··· SOURCE MATERIAL ···

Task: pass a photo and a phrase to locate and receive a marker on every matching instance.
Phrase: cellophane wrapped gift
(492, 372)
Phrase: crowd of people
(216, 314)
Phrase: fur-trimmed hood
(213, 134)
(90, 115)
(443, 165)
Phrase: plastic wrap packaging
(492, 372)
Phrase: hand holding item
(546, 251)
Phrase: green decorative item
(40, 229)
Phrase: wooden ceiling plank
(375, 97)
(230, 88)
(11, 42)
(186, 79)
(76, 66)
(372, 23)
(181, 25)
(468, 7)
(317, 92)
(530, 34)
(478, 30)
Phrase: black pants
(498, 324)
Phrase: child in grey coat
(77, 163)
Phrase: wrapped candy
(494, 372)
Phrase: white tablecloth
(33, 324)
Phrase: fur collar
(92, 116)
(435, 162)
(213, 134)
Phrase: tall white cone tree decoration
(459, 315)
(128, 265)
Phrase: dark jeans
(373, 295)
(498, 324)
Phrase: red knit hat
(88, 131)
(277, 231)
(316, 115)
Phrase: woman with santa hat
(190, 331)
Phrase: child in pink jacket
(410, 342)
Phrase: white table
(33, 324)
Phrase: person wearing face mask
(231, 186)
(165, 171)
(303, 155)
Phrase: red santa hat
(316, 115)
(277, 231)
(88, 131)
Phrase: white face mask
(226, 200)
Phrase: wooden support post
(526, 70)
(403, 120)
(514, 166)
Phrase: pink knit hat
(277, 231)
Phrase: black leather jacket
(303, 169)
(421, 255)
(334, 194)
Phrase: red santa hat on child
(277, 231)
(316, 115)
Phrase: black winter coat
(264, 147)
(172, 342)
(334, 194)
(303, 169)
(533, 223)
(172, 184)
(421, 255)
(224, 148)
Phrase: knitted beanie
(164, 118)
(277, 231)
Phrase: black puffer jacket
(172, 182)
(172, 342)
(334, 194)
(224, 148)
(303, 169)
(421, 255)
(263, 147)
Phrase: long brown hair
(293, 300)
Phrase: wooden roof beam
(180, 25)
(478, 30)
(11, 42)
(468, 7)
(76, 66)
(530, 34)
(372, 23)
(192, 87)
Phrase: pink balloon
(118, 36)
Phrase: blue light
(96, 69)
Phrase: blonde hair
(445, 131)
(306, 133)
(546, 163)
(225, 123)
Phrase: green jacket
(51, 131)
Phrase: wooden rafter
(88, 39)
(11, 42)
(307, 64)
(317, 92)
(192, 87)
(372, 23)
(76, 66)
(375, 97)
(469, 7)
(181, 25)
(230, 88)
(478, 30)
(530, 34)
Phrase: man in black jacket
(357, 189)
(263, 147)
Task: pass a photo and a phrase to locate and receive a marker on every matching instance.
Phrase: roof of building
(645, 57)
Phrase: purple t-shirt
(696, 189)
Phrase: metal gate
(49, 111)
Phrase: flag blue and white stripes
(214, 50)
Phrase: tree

···

The records above are to be given again in full, exactly as written.

Task: pass a photo and a phrase to locate and receive a marker on every matching instance.
Phrase: cellophane wrapped gift
(492, 372)
Phrase: crowd of people
(216, 314)
Phrase: fur-trimmed hood
(213, 134)
(90, 115)
(443, 165)
Phrase: plastic wrap packaging
(492, 372)
Phrase: hand holding item
(546, 251)
Phrase: green decorative item
(40, 229)
Phrase: wooden ceiling plank
(375, 97)
(230, 88)
(11, 42)
(186, 79)
(76, 66)
(372, 23)
(181, 25)
(468, 7)
(317, 92)
(530, 34)
(478, 30)
Phrase: black pants
(498, 324)
Phrase: child in grey coat
(77, 163)
Phrase: wrapped candy
(494, 372)
Phrase: white tablecloth
(33, 324)
Phrase: fur collar
(92, 116)
(435, 162)
(213, 134)
Phrase: tall white cone tree decoration
(459, 315)
(128, 265)
Phrase: dark jeans
(373, 295)
(498, 324)
Phrase: red knit hat
(88, 131)
(277, 231)
(316, 115)
Phrase: woman with santa hat
(190, 331)
Phrase: child in pink jacket
(410, 342)
Phrase: white table
(33, 324)
Phrase: person wearing face mask
(231, 186)
(165, 171)
(303, 155)
Phrase: red santa hat
(316, 115)
(277, 231)
(88, 131)
Phrase: white face mask
(226, 200)
Phrase: wooden support post
(526, 70)
(403, 120)
(514, 166)
Phrase: pink knit hat
(277, 231)
Phrase: black leather jacket
(303, 169)
(421, 255)
(334, 194)
Phrase: red santa hat on child
(277, 231)
(316, 115)
Phrase: black winter coat
(264, 147)
(172, 342)
(334, 194)
(303, 169)
(533, 223)
(172, 184)
(421, 255)
(224, 148)
Phrase: knitted beanie
(164, 118)
(277, 231)
Phrase: black puffer jacket
(172, 182)
(172, 342)
(334, 194)
(224, 148)
(303, 169)
(421, 255)
(263, 147)
Phrase: long brown hair
(293, 300)
Phrase: wooden roof beam
(180, 25)
(478, 30)
(11, 42)
(468, 7)
(76, 66)
(530, 34)
(372, 23)
(192, 87)
Phrase: pink balloon
(118, 36)
Phrase: blue light
(96, 69)
Phrase: blonde hair
(445, 131)
(306, 133)
(546, 163)
(225, 123)
Phrase: green jacket
(51, 131)
Phrase: wooden rafter
(88, 39)
(11, 42)
(307, 64)
(317, 92)
(192, 87)
(372, 23)
(76, 66)
(375, 97)
(469, 7)
(181, 25)
(230, 88)
(478, 30)
(530, 34)
Phrase: man in black jacket
(357, 189)
(263, 147)
Task: pass a photo and a phrase to locate and receive a marker on every matching instance.
Phrase: roof of building
(645, 57)
Phrase: purple t-shirt
(696, 189)
Phrase: metal gate
(49, 111)
Phrase: flag blue and white stripes
(214, 50)
Phrase: tree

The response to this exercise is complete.